Work request A :: Copy the Microwave News excerpt word for word from "If Feychting's call" up to and including "the melatonin hypothesis.".
Work request B :: List every person the Microwave News excerpt names as a member of the University of Bern group that reported on Alzheimer's and power lines.

Selected passage ::
A Report on Non-Ionizing Radiation

Gene Sobel: Microwave News Article Archive (2004 - )

September 25, 2013

"Now it is enough!" claims Maria Feychting of Sweden's Karolinska Institute. Feychting wants to stop wasting money on any more epidemiological studies of breast cancer risks from power-frequency electromagnetic fields (ELF EMFs).

"We can be confident that exposure to ELF magnetic fields does not cause breast cancer," she writes in an invited commentary published last week in the influential American Journal of Epidemiology (AJE). Feychting's call to stop research was prompted by a new study of breast cancer among Chinese textile workers from the Fred Hutchinson Cancer Research Center in Seattle, which found no association with ELF magnetic field exposures. Feychting's confidence is based in large part on the exposure assessment used in the textile study, which, she believes, was "better than in previous studies."

If Feychting's call to halt research is heeded, she will have shattered a key driver for EMF–cancer research that has held sway for the last 25 years: the melatonin hypothesis.

November 17, 2008

It's not just childhood leukemia anymore. Alzheimer's Disease is poised to take center stage in the long-simmering EMF-health controversy.

A couple of weeks ago, a group led by Martin Röösli at Switzerland's University of Bern reported that people living within 50 meters of a high-voltage power line were more likely to die with Alzheimer's. The longer they lived near a 220-380 kV power line, the greater the risk: After 15 years, the odds of dying with Alzheimer's were double the expected rate. It is this striking dose-response —with the risk increasing over time— that makes the Swiss study compelling. Röösli told Microwave News that he himself found the consistency of this increase "surprising." Other members of the Röösli team are Anke Huss, Adrian Spoerri and Matthias Egger.

Stored dataset items
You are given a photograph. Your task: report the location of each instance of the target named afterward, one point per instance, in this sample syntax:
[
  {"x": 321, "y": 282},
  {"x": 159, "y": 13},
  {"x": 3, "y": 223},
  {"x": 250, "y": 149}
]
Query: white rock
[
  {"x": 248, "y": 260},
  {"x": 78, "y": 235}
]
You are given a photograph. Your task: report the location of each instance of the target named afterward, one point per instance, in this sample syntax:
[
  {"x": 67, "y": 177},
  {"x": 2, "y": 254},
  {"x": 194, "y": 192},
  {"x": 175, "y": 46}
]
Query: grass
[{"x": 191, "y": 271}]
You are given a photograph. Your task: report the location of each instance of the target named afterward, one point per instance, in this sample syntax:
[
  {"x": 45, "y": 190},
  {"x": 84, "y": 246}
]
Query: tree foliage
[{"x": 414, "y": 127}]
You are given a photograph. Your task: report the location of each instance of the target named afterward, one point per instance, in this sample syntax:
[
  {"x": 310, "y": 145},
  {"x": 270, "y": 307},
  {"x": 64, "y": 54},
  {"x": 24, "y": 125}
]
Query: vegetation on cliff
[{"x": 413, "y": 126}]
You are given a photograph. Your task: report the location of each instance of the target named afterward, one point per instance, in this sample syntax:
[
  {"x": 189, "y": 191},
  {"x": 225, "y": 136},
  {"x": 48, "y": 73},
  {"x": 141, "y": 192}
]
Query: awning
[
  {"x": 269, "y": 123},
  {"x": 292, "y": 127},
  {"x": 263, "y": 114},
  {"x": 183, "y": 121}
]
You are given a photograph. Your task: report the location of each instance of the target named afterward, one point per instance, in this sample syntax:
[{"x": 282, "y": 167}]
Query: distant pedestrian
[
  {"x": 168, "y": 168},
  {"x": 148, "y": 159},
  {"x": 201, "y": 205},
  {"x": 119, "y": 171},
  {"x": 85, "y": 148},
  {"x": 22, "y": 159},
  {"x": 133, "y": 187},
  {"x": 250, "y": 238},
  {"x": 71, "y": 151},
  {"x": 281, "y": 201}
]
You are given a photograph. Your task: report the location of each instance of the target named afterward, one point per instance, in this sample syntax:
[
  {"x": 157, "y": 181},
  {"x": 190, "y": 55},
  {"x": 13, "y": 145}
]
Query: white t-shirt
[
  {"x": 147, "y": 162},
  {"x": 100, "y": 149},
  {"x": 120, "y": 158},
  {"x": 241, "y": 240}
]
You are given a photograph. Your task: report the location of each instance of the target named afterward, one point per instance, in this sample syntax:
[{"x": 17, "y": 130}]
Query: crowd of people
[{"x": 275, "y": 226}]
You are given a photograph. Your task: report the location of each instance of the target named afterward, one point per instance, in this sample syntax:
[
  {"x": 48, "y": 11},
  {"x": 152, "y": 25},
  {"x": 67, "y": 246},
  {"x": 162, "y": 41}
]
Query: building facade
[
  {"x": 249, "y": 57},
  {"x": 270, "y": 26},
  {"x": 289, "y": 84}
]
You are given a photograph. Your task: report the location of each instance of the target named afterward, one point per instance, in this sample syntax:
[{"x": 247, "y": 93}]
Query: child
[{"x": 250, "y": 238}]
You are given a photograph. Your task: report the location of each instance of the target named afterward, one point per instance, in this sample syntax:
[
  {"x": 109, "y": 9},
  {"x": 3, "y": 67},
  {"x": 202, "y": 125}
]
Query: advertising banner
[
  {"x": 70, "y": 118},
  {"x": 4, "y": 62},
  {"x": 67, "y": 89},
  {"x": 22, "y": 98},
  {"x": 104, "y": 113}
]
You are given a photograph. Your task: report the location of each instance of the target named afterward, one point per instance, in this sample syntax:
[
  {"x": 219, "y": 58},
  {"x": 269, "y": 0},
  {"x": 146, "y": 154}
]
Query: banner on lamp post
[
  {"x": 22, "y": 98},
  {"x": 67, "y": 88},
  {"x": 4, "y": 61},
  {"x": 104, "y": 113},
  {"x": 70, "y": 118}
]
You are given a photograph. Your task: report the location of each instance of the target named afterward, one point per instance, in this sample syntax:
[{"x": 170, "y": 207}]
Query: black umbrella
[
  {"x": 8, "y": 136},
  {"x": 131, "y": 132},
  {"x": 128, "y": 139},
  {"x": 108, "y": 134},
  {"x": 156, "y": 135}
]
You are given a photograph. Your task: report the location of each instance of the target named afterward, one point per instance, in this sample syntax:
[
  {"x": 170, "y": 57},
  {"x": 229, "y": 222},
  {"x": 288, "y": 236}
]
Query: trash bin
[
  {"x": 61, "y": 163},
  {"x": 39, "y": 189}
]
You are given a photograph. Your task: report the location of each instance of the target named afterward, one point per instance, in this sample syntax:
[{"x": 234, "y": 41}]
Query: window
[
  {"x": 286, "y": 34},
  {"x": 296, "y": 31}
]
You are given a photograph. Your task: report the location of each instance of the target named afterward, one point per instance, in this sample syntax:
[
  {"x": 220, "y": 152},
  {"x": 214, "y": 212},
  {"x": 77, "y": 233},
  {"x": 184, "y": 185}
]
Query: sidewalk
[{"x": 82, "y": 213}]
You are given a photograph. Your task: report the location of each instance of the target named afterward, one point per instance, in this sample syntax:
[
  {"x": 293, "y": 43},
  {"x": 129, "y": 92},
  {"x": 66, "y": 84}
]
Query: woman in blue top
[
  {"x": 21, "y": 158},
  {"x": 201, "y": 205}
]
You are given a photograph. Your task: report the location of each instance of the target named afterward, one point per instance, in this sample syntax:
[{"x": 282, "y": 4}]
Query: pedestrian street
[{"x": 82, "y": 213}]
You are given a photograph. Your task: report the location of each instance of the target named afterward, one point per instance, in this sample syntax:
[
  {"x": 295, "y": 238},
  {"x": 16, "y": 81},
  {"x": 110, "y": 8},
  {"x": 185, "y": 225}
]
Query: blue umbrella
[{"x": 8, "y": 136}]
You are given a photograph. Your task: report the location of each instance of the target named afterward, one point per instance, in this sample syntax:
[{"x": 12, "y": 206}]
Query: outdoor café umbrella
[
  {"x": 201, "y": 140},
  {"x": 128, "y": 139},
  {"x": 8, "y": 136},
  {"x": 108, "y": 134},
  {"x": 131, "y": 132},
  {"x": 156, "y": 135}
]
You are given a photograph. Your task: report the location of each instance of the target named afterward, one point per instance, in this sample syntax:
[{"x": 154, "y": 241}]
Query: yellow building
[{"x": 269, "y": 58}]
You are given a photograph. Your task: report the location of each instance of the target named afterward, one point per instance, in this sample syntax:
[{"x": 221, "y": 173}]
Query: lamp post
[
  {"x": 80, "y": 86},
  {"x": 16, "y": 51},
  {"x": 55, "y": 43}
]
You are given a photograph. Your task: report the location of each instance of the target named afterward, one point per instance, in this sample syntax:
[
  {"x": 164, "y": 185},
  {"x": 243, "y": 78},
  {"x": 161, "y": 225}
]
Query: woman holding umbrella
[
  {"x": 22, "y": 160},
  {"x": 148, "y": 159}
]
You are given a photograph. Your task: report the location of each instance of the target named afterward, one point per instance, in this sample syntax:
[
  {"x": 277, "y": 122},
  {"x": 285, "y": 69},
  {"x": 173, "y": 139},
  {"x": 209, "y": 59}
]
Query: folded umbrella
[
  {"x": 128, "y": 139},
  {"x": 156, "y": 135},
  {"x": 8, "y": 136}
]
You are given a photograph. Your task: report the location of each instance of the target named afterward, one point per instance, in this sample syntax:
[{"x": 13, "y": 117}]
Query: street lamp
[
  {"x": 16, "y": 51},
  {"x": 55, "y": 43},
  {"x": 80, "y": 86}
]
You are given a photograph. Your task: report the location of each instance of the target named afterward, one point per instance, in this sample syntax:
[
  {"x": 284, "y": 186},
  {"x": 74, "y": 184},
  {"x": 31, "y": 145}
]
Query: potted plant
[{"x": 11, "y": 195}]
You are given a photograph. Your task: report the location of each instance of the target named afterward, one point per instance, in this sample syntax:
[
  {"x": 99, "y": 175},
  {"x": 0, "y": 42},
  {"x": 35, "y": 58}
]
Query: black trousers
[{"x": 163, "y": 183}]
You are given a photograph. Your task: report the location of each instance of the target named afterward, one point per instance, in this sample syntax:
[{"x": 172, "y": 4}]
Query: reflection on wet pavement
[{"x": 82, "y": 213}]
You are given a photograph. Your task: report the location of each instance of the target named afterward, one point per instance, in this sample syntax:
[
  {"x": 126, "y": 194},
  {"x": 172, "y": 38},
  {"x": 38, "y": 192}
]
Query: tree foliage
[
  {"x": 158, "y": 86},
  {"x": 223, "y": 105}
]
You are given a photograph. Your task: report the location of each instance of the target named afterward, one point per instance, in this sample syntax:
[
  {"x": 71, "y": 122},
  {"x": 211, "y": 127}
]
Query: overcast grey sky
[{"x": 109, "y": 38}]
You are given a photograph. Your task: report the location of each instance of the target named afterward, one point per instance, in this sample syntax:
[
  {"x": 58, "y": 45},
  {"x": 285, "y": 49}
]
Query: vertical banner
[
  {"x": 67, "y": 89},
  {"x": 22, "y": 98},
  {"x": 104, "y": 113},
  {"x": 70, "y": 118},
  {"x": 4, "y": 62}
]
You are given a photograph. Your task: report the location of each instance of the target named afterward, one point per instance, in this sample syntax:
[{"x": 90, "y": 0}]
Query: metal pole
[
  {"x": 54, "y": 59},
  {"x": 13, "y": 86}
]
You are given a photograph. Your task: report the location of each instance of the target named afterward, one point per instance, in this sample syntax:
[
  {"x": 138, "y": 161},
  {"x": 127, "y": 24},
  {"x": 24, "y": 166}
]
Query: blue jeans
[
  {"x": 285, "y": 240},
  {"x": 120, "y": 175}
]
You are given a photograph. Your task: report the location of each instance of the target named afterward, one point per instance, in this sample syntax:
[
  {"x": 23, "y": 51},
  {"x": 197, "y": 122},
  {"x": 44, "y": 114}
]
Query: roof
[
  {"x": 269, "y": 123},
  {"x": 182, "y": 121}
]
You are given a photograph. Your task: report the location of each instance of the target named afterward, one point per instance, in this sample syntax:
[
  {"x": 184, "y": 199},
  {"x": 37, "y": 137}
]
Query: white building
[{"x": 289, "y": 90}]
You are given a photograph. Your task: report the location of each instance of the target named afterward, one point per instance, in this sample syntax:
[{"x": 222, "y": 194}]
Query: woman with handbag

Exercise answer A ::
If Feychting's call to halt research is heeded, she will have shattered a key driver for EMF–cancer research that has held sway for the last 25 years: the melatonin hypothesis.

Exercise answer B :: Martin Röösli, Anke Huss, Adrian Spoerri, Matthias Egger